(Saved data entries)
[Start of section]
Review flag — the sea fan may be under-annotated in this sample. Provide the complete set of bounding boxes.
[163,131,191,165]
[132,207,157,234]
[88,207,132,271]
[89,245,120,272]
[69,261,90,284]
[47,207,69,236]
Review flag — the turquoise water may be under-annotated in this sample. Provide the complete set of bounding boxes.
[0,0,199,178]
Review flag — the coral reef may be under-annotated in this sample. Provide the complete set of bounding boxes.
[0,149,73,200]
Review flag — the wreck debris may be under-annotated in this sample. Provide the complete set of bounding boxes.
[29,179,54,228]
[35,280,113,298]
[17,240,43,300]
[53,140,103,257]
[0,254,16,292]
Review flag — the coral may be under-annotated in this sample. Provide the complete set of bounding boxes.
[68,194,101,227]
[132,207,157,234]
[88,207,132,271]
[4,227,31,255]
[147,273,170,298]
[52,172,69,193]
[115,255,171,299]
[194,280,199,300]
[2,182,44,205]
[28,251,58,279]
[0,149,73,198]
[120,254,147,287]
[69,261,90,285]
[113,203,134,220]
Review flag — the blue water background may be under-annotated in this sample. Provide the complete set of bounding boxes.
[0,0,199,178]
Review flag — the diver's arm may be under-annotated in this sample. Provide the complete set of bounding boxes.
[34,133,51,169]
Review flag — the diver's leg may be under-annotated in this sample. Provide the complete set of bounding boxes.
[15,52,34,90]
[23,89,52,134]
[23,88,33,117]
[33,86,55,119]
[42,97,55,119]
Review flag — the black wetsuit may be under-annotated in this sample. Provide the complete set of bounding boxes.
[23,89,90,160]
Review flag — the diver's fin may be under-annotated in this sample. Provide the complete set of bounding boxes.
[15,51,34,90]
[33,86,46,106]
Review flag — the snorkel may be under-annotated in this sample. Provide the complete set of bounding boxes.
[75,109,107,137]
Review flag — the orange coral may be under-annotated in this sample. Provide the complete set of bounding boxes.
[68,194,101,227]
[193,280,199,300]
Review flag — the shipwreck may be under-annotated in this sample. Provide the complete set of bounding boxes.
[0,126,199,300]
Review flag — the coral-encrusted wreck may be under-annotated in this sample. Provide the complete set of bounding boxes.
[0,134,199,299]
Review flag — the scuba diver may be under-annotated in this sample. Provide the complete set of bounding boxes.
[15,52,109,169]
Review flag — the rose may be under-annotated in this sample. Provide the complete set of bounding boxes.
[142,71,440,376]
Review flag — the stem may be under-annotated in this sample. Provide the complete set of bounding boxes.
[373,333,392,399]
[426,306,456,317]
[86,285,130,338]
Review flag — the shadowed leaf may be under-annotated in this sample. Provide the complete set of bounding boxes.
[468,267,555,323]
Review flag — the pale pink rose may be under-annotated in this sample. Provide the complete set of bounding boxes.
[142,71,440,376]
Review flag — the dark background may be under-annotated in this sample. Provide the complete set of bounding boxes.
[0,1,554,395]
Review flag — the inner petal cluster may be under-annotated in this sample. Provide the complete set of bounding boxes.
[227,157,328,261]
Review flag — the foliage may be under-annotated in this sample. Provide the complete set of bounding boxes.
[End of section]
## WHAT THIS TASK INVOLVES
Every entry above should be retyped exactly as it appears.

## ANSWER AREA
Review flag — the sea fan may be under-annotated in this sample. Provide the complete set of bounding boxes.
[163,131,191,165]
[132,207,157,234]
[88,207,132,271]
[89,245,120,272]
[69,261,90,284]
[47,207,69,236]
Review flag — the turquoise water may be under-annotated in this sample. Provide the complete set of bounding boxes.
[0,0,199,178]
Review flag — the coral reef may be under-annotated in this sample. Provide the complete set of bounding boxes.
[0,149,73,200]
Review flag — the wreck debris may be under-annotated in this sample. Provide the complete set of bounding boxes.
[29,179,54,228]
[35,280,113,298]
[17,240,43,300]
[53,140,103,257]
[0,254,16,292]
Review flag — the coral may be under-annotated in this sample. Provide the complete set of bounding boxes.
[68,194,101,227]
[132,207,157,234]
[88,207,132,271]
[4,227,31,255]
[147,273,170,298]
[52,172,69,193]
[115,255,171,299]
[194,280,199,300]
[2,182,44,205]
[28,251,58,279]
[0,149,73,198]
[120,254,147,287]
[69,261,90,285]
[113,203,134,220]
Review flag — the blue water background may be under-annotated in this sample. Provide the complete set of bounding boxes.
[0,0,199,178]
Review flag — the diver's arm may be under-annotated in this sample. Provide the complete set of bounding boxes.
[34,133,51,169]
Review flag — the diver's leg may be under-annotated in this sample. Provide the complete set of bounding boxes.
[15,52,34,90]
[23,89,52,134]
[23,88,33,117]
[33,86,55,119]
[42,97,55,119]
Review flag — the black wetsuit may be under-annotated in this sample. Provide the complete set of bounding boxes.
[23,89,90,160]
Review flag — the diver's fin may be under-annotated in this sample. Provide the complete set of bounding boxes.
[15,51,34,90]
[33,86,46,106]
Review flag — the snorkel may be under-annotated in this sample. Provide the complete set of bounding boxes.
[75,109,107,137]
Review flag — the orange coral may be under-annotated in this sample. Provide the complete set of bounding boxes.
[68,194,101,227]
[193,280,199,300]
Review flag — the shipwreck may be under-annotated in this sample. Provide the complete set of bounding boxes.
[0,126,199,300]
Review flag — the coral-encrusted wreck may be under-annotated in this sample. Provide the complete set of bounding boxes.
[0,134,199,299]
Review flag — the scuba diver may be under-annotated in this sample. Provide the complete set of bounding boxes.
[15,52,109,169]
Review flag — the rose may be under-annotated in this sample. Provide the complete set of bounding boxes.
[142,71,440,376]
Review flag — the stem may be under-annotated in this sample. Provide the complete set of bounding boxes.
[373,333,392,399]
[426,306,456,317]
[86,285,130,338]
Review flag — the shadowed leaf may be under-annotated in this sample. Provide the complete set of bounding boxes.
[468,267,555,323]
Review flag — the pale pink rose may be under-annotated in this sample. Provide the complete set of bounding boxes.
[142,71,440,376]
Review flag — the dark background may be under-annotated in this sample. Provide the complete set of bounding boxes.
[0,1,554,395]
Review flag — the inner petal cluster may be under-annotated in this sample. Provide the complete set of bounding boxes.
[227,157,328,261]
Review flag — the foliage may be under-annotated in this sample. Provide the complete set of bounding boxes.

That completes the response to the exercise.